Update the records from the line containing "If you could mark the sand mound" through the line containing "(1043, 670)" by changing "sledgehammer" to "mallet", and reproduce only those lines with nothing else altered.

Entries from a pointing dataset
..........
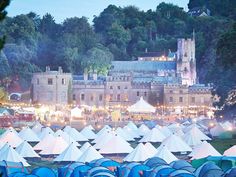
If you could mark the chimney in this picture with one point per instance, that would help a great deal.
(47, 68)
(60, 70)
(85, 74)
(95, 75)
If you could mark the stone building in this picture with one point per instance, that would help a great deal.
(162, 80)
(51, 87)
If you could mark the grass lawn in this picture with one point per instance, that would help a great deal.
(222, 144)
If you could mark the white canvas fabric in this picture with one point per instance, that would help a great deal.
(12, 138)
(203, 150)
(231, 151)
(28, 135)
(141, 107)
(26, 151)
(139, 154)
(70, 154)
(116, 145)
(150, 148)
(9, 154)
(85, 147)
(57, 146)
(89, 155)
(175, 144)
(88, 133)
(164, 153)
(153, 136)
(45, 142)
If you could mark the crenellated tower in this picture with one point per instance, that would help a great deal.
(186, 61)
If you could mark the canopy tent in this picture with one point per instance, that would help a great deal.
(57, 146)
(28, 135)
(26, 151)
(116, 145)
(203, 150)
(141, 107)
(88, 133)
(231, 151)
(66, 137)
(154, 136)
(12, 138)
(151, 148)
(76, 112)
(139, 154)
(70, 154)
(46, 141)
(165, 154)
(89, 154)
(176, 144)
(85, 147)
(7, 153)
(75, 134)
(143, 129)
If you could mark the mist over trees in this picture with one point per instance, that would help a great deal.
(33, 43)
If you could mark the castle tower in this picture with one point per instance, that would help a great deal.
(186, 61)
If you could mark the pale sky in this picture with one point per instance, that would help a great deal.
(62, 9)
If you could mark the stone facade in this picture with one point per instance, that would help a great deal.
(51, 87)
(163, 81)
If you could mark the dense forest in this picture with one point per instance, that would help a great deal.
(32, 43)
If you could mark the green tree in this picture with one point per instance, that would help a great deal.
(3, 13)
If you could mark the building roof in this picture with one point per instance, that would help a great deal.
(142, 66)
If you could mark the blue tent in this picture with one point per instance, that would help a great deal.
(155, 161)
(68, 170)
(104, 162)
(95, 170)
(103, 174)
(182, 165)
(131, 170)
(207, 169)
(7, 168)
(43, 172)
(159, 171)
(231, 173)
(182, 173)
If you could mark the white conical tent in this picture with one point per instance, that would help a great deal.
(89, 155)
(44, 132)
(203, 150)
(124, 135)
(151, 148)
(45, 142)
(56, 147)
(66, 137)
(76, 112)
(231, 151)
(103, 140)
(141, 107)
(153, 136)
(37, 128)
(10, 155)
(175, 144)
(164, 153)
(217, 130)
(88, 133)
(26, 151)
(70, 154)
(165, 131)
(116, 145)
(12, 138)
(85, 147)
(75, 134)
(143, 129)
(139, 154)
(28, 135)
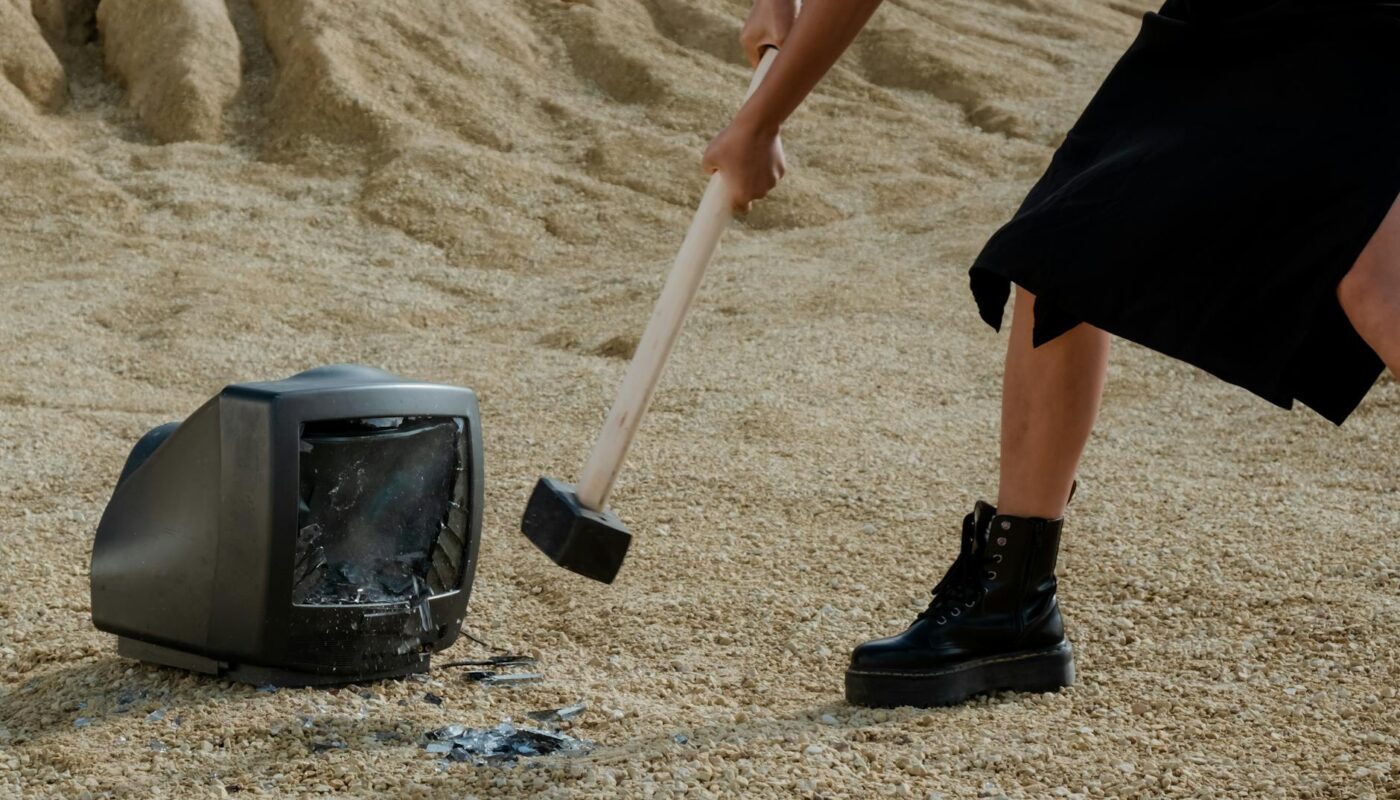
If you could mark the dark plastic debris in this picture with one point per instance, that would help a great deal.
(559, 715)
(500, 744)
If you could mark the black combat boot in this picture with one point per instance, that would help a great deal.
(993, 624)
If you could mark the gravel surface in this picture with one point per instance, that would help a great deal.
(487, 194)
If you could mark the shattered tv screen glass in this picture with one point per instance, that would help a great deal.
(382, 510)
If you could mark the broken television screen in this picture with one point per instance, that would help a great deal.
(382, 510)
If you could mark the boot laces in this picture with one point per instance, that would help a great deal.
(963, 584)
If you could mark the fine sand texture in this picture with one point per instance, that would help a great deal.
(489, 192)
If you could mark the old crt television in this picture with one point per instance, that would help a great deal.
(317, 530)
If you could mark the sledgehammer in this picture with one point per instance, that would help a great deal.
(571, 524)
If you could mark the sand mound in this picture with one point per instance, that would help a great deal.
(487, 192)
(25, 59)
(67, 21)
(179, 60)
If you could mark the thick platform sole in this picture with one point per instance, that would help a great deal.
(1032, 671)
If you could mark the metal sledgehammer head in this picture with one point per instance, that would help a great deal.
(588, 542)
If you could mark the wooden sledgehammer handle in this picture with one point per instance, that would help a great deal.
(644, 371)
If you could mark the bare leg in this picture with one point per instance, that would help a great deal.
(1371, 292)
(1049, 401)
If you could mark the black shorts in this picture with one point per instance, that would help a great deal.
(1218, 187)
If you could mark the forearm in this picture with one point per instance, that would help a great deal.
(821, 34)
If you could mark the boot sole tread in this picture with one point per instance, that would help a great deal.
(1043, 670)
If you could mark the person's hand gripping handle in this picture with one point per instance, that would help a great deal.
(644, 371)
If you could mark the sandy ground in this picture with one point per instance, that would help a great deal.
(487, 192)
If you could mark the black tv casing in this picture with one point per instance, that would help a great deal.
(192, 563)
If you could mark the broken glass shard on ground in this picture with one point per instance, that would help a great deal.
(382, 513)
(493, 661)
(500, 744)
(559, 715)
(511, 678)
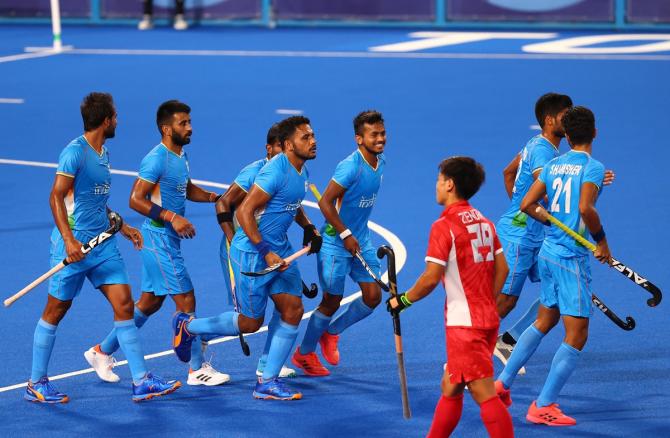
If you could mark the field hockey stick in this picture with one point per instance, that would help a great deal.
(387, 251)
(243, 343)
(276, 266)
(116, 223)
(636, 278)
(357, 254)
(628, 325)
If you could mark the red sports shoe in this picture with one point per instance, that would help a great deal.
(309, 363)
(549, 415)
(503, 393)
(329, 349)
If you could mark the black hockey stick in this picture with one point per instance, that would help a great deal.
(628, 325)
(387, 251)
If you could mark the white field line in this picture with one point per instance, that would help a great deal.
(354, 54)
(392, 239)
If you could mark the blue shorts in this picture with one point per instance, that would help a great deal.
..........
* SOLUTION BELOW
If you could mark the sand mound in this picture with one point per instance, that would help a great deal.
(487, 192)
(25, 59)
(67, 21)
(179, 60)
If you could mark the thick platform sole in this picture with one point per instance, that would help a great deal.
(1032, 671)
If you could mark the metal mallet head in this picture with one point per instance, that would help a great deal.
(588, 542)
If you could mark the wooden mallet handle in this picture with one point per instance, that would help a great deal.
(644, 371)
If you could mark the bare leg in this picture with one point per instance, that would help a great deal.
(1371, 292)
(1049, 401)
If you could mark the black shorts in this picture with one point per instance, that would help a great deal.
(1218, 187)
If you could mark the forearm in this picture with one point per instance, that would help a great deal.
(821, 34)
If you could mark the boot sole tread in this picture with one point per instance, that would help a great deal.
(1043, 670)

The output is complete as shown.